Rewrite the lines below as a JSON list of strings, one string per line, omitting any blank lines. Leave the pictures out of the list.

— BEGIN —

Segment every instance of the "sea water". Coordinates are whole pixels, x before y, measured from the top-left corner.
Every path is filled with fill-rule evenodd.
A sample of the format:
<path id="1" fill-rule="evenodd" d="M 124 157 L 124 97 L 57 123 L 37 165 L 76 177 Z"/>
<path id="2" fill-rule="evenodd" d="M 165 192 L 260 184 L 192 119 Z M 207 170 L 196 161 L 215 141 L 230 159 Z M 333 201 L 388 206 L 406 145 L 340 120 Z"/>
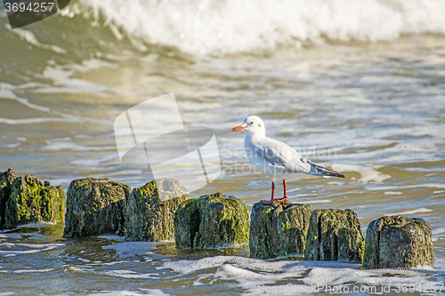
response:
<path id="1" fill-rule="evenodd" d="M 269 198 L 245 134 L 231 132 L 257 115 L 268 136 L 346 175 L 288 180 L 291 202 L 352 209 L 365 228 L 384 215 L 421 217 L 435 250 L 434 268 L 366 270 L 250 259 L 243 247 L 64 239 L 63 225 L 28 225 L 0 232 L 0 292 L 445 292 L 444 12 L 440 0 L 85 0 L 11 29 L 0 4 L 2 172 L 65 190 L 84 177 L 142 186 L 150 173 L 121 165 L 113 123 L 174 92 L 183 124 L 218 142 L 222 172 L 192 196 L 220 191 L 249 207 Z"/>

— END —

* ANSWER TO THIS PROBLEM
[
  "Segment every instance of the \"sea water\". Coordinates are whole pixels, x before y, measured from the top-left corner.",
  "Every path is filled with fill-rule evenodd.",
  "A sample of the format:",
  "<path id=\"1\" fill-rule=\"evenodd\" d=\"M 124 157 L 124 97 L 57 123 L 37 165 L 76 177 Z\"/>",
  "<path id=\"2\" fill-rule=\"evenodd\" d=\"M 165 192 L 260 184 L 192 119 Z M 207 170 L 196 161 L 215 141 L 230 159 Z M 333 201 L 388 206 L 406 145 L 340 120 Z\"/>",
  "response:",
  "<path id=\"1\" fill-rule=\"evenodd\" d=\"M 269 198 L 245 134 L 231 132 L 257 115 L 268 136 L 346 175 L 288 180 L 291 202 L 352 209 L 365 228 L 384 215 L 421 217 L 435 250 L 434 268 L 366 270 L 250 259 L 243 247 L 64 239 L 63 225 L 28 225 L 0 232 L 0 292 L 445 292 L 444 12 L 440 0 L 85 0 L 11 29 L 0 4 L 2 172 L 65 190 L 84 177 L 142 186 L 150 173 L 121 165 L 113 123 L 174 92 L 183 124 L 218 142 L 222 172 L 192 196 L 220 191 L 249 207 Z\"/>"
]